Your objective =>
How many lines of the records below contain the word "white"? Case counts. Reply with the number alone.

Data supplied =>
● ● ● ● ●

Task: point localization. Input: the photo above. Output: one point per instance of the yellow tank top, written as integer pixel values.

● ● ● ● ●

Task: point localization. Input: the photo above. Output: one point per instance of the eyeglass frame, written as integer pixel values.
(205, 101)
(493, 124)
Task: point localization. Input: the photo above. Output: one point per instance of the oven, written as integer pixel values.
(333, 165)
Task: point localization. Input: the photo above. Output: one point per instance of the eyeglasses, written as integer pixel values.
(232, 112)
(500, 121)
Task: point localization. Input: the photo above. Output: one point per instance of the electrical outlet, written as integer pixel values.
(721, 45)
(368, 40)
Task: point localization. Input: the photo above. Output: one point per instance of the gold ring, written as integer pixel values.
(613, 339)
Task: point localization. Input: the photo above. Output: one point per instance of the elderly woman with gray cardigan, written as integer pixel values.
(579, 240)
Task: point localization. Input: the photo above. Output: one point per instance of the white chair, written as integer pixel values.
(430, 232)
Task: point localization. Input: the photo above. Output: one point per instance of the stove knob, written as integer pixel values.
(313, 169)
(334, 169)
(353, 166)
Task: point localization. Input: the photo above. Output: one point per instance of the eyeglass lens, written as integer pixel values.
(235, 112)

● ● ● ● ●

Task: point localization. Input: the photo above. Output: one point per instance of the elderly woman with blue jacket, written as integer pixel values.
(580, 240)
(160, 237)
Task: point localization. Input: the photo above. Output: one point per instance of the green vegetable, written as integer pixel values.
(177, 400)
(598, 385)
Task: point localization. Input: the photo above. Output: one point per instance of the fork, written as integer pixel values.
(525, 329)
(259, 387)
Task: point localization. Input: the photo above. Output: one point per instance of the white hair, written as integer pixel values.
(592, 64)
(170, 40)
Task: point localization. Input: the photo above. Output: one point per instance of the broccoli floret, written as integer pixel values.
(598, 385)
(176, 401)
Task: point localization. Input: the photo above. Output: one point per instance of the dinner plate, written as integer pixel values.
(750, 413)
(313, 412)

● ● ● ● ●

Correct answer =>
2